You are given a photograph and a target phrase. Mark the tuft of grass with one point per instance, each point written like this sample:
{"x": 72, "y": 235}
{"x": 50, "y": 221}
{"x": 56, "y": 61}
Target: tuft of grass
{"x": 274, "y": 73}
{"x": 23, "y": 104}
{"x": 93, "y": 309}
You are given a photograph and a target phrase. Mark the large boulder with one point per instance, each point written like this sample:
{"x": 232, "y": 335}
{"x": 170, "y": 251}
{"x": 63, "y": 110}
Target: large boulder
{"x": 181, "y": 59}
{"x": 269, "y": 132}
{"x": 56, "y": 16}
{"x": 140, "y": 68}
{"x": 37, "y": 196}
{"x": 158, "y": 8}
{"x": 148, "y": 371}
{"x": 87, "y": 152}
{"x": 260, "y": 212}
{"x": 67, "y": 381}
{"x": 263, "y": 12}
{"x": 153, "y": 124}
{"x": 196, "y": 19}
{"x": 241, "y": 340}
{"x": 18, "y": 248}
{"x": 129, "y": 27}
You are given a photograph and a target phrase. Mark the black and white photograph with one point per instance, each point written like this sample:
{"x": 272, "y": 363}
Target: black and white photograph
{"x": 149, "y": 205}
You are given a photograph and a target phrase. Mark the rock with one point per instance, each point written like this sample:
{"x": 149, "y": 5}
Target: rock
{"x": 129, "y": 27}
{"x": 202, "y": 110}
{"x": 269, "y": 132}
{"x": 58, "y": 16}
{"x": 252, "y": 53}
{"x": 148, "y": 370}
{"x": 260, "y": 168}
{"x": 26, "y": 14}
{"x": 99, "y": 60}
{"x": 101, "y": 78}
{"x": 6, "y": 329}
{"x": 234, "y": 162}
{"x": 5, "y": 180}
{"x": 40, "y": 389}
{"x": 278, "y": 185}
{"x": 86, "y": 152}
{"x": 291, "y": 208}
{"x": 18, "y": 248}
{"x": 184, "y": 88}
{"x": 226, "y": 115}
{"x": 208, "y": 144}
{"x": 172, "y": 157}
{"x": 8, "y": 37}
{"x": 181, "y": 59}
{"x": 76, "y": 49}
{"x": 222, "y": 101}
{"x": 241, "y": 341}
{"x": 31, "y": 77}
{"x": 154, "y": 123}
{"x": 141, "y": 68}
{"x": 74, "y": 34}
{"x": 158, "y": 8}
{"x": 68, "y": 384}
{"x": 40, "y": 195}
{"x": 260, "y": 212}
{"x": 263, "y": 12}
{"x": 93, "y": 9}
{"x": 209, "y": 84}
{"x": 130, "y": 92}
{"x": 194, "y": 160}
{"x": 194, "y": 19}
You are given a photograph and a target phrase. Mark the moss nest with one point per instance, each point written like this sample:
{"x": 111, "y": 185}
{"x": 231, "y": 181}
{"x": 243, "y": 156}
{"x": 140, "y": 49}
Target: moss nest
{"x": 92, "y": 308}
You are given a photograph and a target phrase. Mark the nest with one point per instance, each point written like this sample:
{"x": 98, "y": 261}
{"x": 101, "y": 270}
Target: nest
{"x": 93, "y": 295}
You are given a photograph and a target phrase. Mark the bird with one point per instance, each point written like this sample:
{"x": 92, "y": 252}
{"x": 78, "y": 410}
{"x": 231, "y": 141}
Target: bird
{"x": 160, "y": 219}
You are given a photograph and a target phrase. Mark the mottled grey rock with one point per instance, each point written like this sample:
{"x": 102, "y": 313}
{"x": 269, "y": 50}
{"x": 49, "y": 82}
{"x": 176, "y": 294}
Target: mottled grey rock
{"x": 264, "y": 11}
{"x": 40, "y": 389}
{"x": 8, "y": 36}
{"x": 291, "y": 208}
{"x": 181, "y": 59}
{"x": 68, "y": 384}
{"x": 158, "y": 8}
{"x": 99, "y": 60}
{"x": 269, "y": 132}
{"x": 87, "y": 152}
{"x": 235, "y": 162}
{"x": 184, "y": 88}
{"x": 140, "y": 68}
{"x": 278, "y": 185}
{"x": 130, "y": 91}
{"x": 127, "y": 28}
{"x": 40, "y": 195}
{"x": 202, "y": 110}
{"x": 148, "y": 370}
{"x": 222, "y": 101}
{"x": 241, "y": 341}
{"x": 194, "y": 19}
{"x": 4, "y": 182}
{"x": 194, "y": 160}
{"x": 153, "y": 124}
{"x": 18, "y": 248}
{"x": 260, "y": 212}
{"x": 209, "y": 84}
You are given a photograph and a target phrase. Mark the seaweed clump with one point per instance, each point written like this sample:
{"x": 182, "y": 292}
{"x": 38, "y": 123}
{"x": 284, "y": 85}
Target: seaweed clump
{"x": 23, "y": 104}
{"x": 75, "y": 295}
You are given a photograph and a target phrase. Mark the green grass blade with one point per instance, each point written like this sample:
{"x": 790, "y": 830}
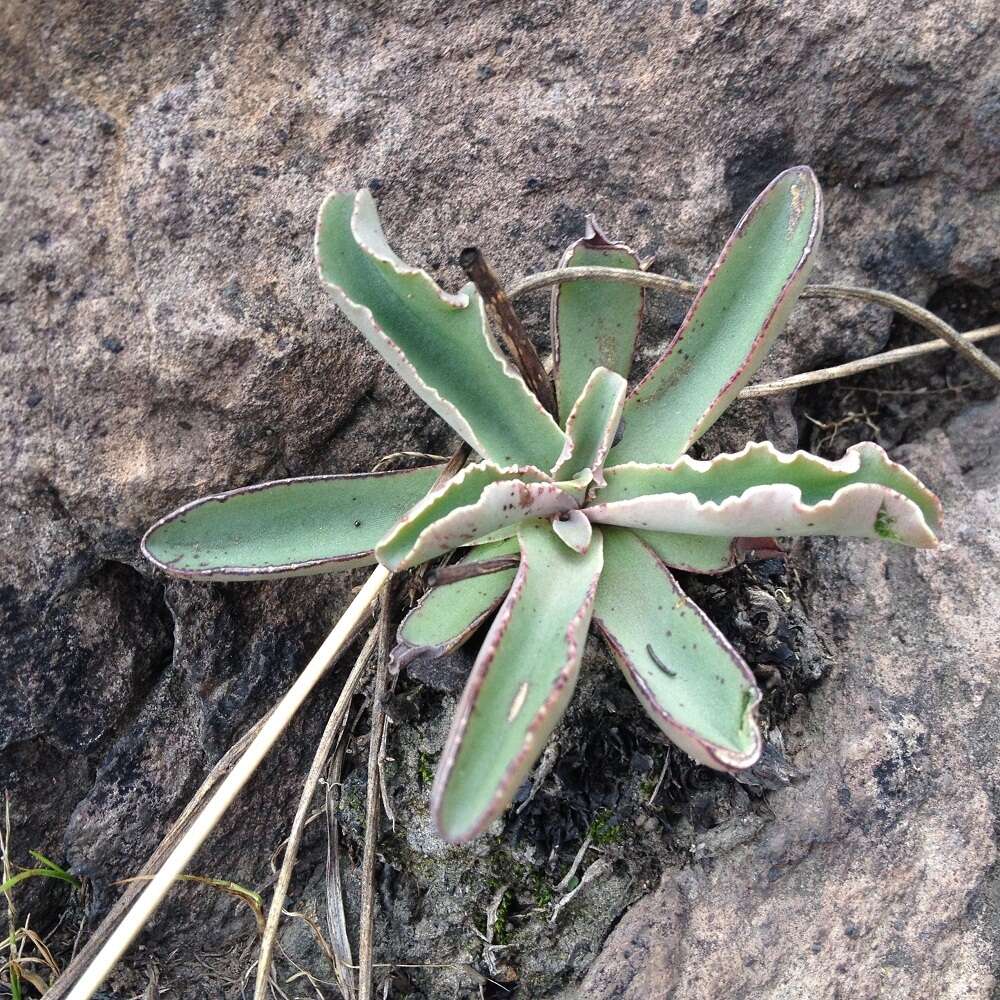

WRITTEN EXERCISE — Swap every "target phrase" in the items above for "search phrase" and give all the items again with nothing else changed. Leave the pictures out.

SOLUTION —
You are given a photograph and a search phrase. Mark the tuft of grass with one point per instance, each point written like this sample:
{"x": 72, "y": 235}
{"x": 50, "y": 221}
{"x": 56, "y": 61}
Target: tuft of grass
{"x": 274, "y": 73}
{"x": 23, "y": 104}
{"x": 93, "y": 309}
You are given a photograph and a search phrase. Mark the large boulder with one point per instance, each point written like this sample:
{"x": 232, "y": 335}
{"x": 170, "y": 251}
{"x": 63, "y": 110}
Target: large boulder
{"x": 181, "y": 59}
{"x": 269, "y": 132}
{"x": 56, "y": 16}
{"x": 140, "y": 68}
{"x": 37, "y": 196}
{"x": 158, "y": 8}
{"x": 148, "y": 371}
{"x": 87, "y": 152}
{"x": 260, "y": 212}
{"x": 67, "y": 381}
{"x": 263, "y": 12}
{"x": 153, "y": 124}
{"x": 196, "y": 19}
{"x": 241, "y": 340}
{"x": 18, "y": 248}
{"x": 129, "y": 27}
You are given a photograph and a search phrase. Mark the black and white photograph with one point per instance, each point written like this sample:
{"x": 272, "y": 363}
Target: black and white photograph
{"x": 149, "y": 205}
You are given a photograph and a search phrase. Mark the rock with one point per instance, each point written like this sample:
{"x": 149, "y": 5}
Target: rock
{"x": 129, "y": 27}
{"x": 202, "y": 110}
{"x": 269, "y": 132}
{"x": 58, "y": 16}
{"x": 252, "y": 53}
{"x": 148, "y": 370}
{"x": 260, "y": 168}
{"x": 26, "y": 14}
{"x": 99, "y": 60}
{"x": 101, "y": 78}
{"x": 6, "y": 329}
{"x": 234, "y": 162}
{"x": 5, "y": 180}
{"x": 40, "y": 389}
{"x": 278, "y": 185}
{"x": 86, "y": 152}
{"x": 291, "y": 208}
{"x": 18, "y": 248}
{"x": 184, "y": 88}
{"x": 226, "y": 115}
{"x": 208, "y": 144}
{"x": 172, "y": 157}
{"x": 8, "y": 37}
{"x": 181, "y": 59}
{"x": 76, "y": 49}
{"x": 222, "y": 101}
{"x": 241, "y": 341}
{"x": 31, "y": 77}
{"x": 154, "y": 123}
{"x": 141, "y": 68}
{"x": 74, "y": 34}
{"x": 158, "y": 8}
{"x": 68, "y": 384}
{"x": 40, "y": 195}
{"x": 260, "y": 212}
{"x": 263, "y": 12}
{"x": 93, "y": 9}
{"x": 209, "y": 84}
{"x": 130, "y": 92}
{"x": 194, "y": 160}
{"x": 194, "y": 19}
You are given a photograph and a search phrase. Mark the moss nest with one point per instance, each point written like this sample:
{"x": 111, "y": 185}
{"x": 231, "y": 181}
{"x": 243, "y": 156}
{"x": 140, "y": 49}
Target: moss nest
{"x": 92, "y": 308}
You are given a photograph and a search phrase. Mark the nest with one point per instance, each point written like this sample:
{"x": 98, "y": 261}
{"x": 101, "y": 270}
Target: nest
{"x": 93, "y": 295}
You are given a photograph and a search phrase. Mark the bird with one point per instance, each point written like this sample:
{"x": 92, "y": 252}
{"x": 78, "y": 410}
{"x": 231, "y": 141}
Target: bird
{"x": 160, "y": 219}
You are given a photograph and a search phrase. Mark the mottled grey rock with one point per instance, each point written like this sample:
{"x": 102, "y": 313}
{"x": 269, "y": 50}
{"x": 49, "y": 82}
{"x": 176, "y": 294}
Target: mottled grey rock
{"x": 264, "y": 11}
{"x": 40, "y": 389}
{"x": 8, "y": 36}
{"x": 291, "y": 208}
{"x": 181, "y": 59}
{"x": 68, "y": 384}
{"x": 158, "y": 8}
{"x": 99, "y": 60}
{"x": 269, "y": 132}
{"x": 87, "y": 152}
{"x": 235, "y": 162}
{"x": 184, "y": 88}
{"x": 140, "y": 68}
{"x": 278, "y": 185}
{"x": 130, "y": 91}
{"x": 127, "y": 28}
{"x": 40, "y": 195}
{"x": 202, "y": 110}
{"x": 148, "y": 370}
{"x": 222, "y": 101}
{"x": 241, "y": 341}
{"x": 194, "y": 19}
{"x": 4, "y": 182}
{"x": 194, "y": 160}
{"x": 153, "y": 124}
{"x": 18, "y": 248}
{"x": 260, "y": 212}
{"x": 209, "y": 84}
You are given a photograph and a search phrase. Mark the seaweed clump with one point per instance, each point written like this sample:
{"x": 182, "y": 292}
{"x": 38, "y": 123}
{"x": 284, "y": 85}
Target: seaweed clump
{"x": 23, "y": 104}
{"x": 75, "y": 295}
You are given a photograph and a search phrase. Mark the green grass blade with one point per instance, each point written like this sample:
{"x": 790, "y": 830}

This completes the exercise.